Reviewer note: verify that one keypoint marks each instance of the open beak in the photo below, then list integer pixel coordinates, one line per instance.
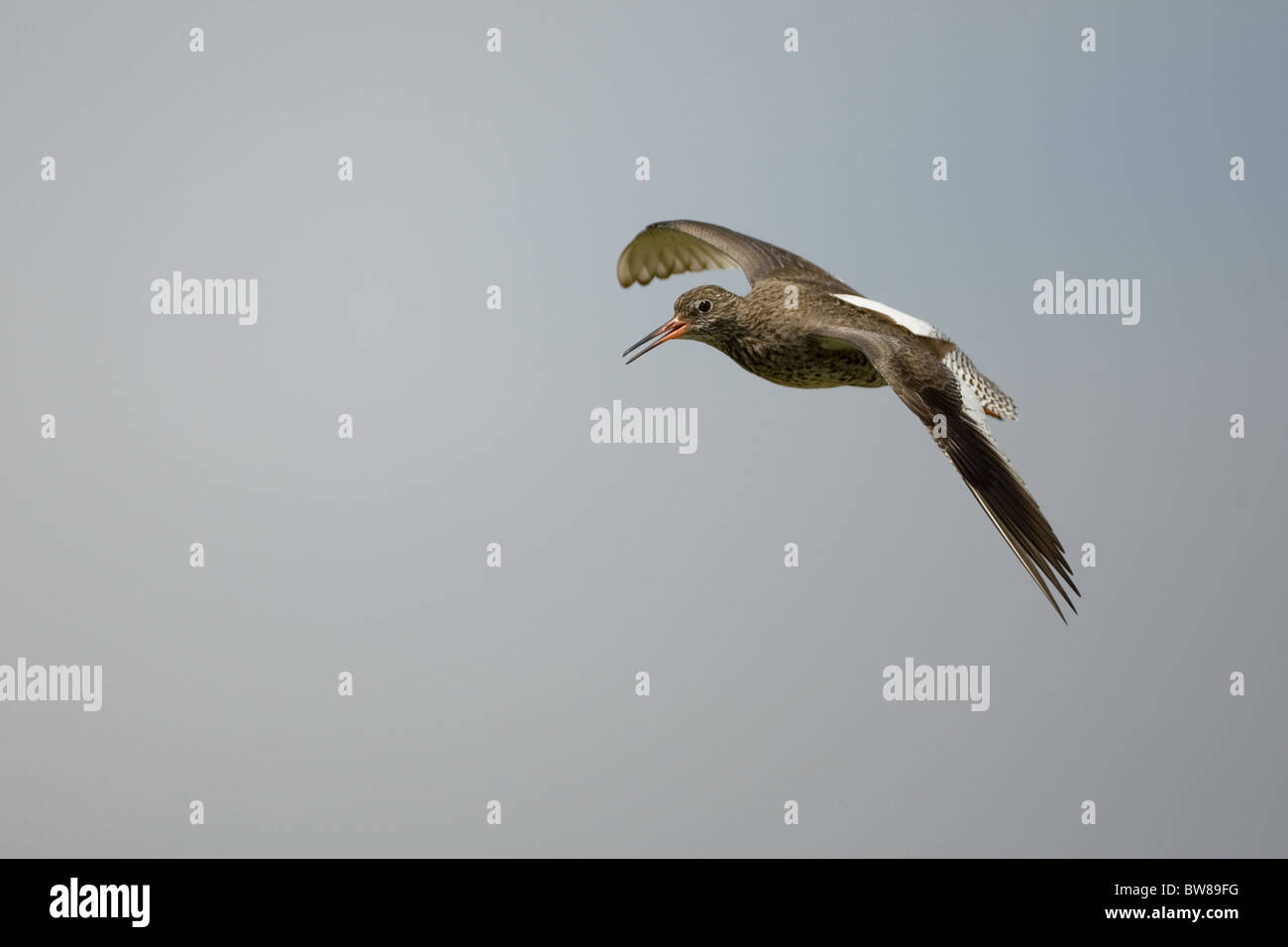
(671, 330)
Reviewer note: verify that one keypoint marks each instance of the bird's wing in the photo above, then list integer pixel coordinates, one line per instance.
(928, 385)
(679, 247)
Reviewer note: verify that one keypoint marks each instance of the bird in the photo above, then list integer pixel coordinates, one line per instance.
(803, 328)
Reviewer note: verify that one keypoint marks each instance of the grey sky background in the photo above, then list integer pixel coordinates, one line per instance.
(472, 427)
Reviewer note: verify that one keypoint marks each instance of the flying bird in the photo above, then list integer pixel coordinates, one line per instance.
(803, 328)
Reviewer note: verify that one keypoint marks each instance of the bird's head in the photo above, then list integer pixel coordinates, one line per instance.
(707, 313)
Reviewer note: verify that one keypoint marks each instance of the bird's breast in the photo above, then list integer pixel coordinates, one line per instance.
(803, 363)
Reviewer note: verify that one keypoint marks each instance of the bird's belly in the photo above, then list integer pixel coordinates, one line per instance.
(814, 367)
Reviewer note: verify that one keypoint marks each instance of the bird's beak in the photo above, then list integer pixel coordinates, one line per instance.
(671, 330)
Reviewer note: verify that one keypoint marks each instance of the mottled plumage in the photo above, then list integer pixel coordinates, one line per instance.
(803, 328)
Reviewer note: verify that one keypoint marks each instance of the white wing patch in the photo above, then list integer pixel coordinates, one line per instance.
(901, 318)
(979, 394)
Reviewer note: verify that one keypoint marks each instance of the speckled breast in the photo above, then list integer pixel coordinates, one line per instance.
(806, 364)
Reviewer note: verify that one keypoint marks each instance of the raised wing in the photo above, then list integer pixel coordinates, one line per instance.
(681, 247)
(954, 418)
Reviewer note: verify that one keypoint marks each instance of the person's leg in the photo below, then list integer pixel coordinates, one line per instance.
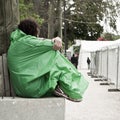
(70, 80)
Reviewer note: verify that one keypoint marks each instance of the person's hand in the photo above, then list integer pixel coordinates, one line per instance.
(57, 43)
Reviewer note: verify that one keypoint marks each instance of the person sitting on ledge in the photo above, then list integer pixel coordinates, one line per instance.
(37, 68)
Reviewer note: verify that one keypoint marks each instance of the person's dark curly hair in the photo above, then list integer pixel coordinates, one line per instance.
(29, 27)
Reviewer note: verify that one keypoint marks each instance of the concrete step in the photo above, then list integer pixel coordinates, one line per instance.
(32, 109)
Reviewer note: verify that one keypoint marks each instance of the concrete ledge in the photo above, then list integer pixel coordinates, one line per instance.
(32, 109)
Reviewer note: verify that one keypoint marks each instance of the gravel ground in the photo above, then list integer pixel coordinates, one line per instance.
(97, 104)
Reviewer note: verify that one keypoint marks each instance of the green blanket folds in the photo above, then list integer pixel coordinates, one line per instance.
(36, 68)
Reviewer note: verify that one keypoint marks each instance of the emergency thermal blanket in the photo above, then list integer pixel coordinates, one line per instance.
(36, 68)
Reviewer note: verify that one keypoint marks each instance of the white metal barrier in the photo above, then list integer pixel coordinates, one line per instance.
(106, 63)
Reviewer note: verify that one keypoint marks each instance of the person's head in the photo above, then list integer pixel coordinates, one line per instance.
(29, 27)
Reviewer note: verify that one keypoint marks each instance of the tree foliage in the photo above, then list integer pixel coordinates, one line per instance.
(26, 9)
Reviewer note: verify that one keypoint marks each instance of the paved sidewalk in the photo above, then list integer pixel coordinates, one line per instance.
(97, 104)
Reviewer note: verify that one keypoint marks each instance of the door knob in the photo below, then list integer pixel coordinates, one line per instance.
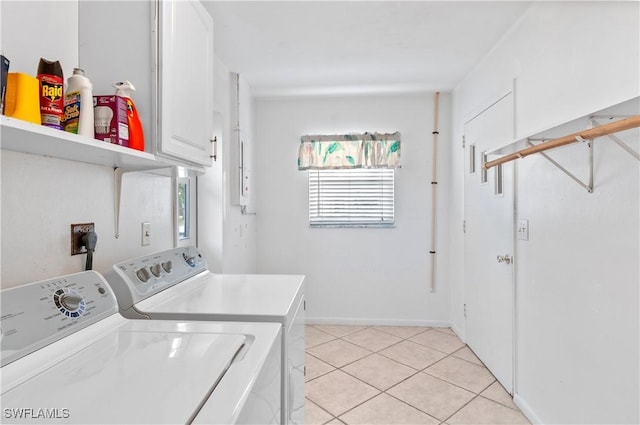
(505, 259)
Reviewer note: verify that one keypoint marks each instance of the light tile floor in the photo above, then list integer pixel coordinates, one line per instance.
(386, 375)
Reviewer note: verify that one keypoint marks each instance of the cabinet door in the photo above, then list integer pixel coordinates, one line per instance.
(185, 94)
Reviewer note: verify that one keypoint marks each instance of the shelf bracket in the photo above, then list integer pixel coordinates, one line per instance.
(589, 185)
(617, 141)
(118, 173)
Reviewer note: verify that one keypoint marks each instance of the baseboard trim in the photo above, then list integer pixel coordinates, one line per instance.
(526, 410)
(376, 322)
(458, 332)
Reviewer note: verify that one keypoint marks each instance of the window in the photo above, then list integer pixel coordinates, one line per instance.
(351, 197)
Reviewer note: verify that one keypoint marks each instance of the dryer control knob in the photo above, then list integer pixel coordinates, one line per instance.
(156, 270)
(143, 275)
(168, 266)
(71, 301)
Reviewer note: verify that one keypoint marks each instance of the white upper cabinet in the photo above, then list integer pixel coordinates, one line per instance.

**To do:** Reproduce verbatim the lines running from the one containing "of the shelf" through the end of the records.

**Written answer:**
Reviewer note: verify that one keypoint marks each instance of the shelf bracket in the photo above, then list integer pixel coordinates, one line per instance.
(589, 185)
(617, 141)
(118, 173)
Reviewer note: verify that one keypoint marks each instance of the baseboard trim in the photo above, then list integer pixel coordinates, one line per instance.
(526, 410)
(376, 322)
(458, 332)
Reviewer note: verify that one keypoint marks each instance of the window in the photo above, then list integer pixel coordinates, one line per instance.
(351, 197)
Reviewer note: verify that one keypoint marks each instance of the dryer control knob in the photo above, then list integer pixel coordinates, one line per instance.
(156, 270)
(143, 275)
(168, 266)
(71, 301)
Reviewer note: verify that one keypoint marks each instance of the white upper cabinet in the photo above, then list integer pixel coordinates, one line per instance.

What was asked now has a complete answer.